§ **What you should do**
Pick out each line below that contains the word "building", and copy those lines.

Dataset extracts labeled with boxes:

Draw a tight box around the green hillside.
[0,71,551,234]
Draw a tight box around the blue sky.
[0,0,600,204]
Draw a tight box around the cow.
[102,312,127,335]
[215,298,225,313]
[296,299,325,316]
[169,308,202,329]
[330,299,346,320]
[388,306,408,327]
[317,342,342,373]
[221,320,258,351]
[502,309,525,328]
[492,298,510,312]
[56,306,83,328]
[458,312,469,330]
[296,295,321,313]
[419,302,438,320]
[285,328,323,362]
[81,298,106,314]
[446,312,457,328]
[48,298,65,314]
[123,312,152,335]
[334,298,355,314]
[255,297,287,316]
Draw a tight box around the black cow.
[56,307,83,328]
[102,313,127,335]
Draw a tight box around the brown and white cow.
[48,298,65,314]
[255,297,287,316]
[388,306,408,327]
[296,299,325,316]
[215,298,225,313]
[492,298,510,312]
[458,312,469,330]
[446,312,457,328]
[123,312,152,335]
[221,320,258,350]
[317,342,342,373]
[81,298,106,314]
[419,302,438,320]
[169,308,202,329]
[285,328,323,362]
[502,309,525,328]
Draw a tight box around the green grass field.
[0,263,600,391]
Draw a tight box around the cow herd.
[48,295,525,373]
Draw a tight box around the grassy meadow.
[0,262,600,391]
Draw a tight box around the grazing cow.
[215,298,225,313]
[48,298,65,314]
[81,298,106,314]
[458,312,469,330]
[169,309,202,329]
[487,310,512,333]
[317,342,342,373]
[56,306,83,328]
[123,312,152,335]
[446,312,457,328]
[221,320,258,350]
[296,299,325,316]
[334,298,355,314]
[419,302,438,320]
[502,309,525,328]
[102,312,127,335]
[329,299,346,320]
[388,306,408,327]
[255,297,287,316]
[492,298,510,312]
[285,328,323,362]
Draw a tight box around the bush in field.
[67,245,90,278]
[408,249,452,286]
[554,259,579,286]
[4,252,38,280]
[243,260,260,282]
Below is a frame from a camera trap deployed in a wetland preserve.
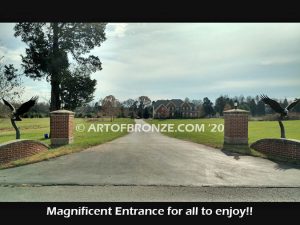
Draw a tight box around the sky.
[0,23,300,101]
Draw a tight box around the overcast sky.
[0,23,300,101]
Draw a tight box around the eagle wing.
[2,98,15,112]
[260,95,284,114]
[286,99,300,110]
[16,97,38,116]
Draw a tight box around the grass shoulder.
[0,118,134,169]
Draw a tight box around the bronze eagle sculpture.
[2,96,38,139]
[260,95,300,138]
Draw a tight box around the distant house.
[152,99,200,119]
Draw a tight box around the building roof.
[153,99,183,108]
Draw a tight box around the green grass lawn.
[0,118,134,168]
[147,118,300,149]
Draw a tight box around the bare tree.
[102,95,120,122]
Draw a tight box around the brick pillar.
[224,109,249,145]
[50,110,74,145]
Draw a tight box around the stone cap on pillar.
[223,109,249,114]
[50,109,75,115]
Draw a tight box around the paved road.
[0,186,300,202]
[0,120,300,187]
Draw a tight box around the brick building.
[152,99,200,119]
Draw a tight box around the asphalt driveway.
[0,120,300,187]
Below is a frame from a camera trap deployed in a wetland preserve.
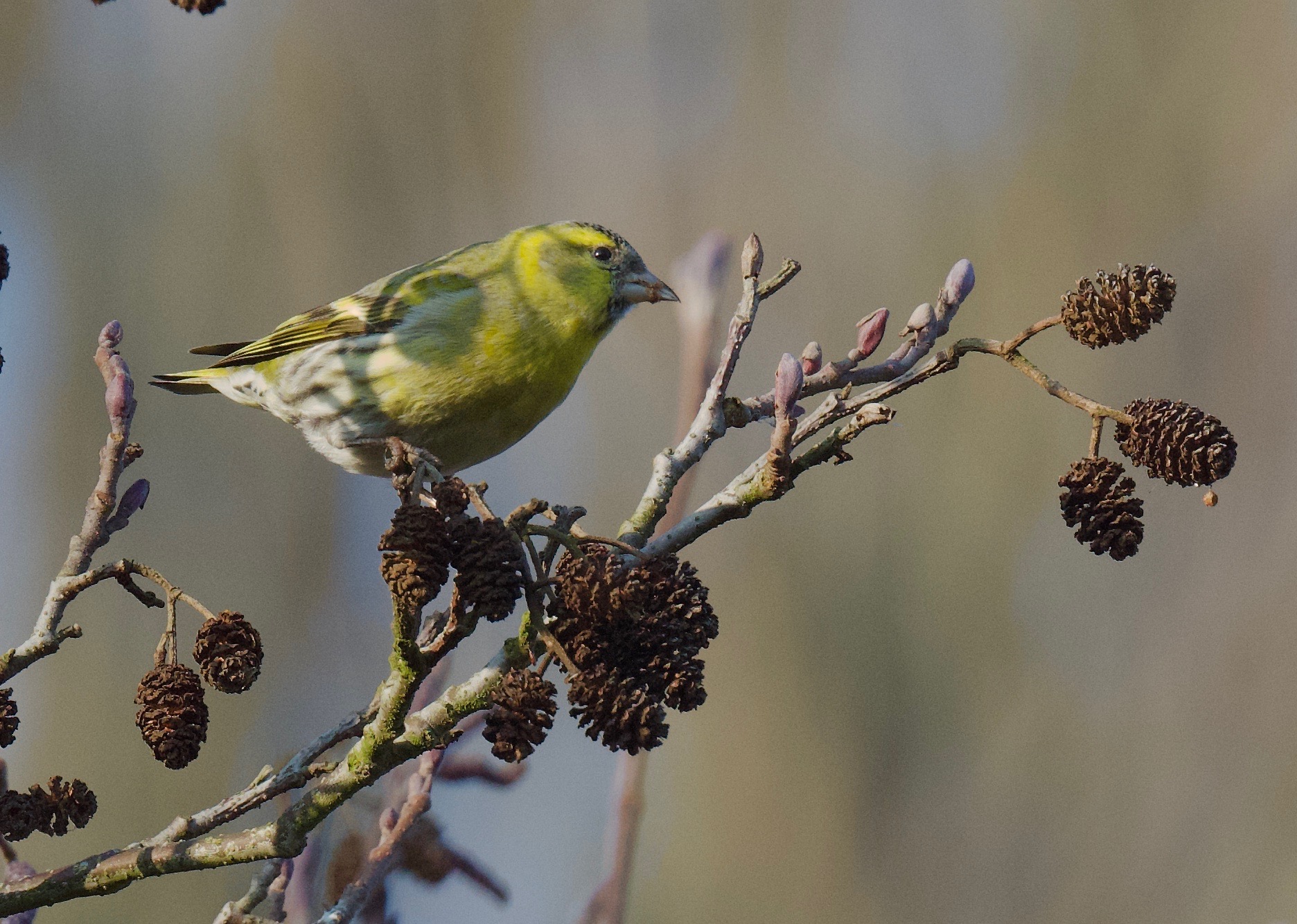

§ **Complete output**
Draw a tight box around the building roof.
Draw a tight box around the brick building.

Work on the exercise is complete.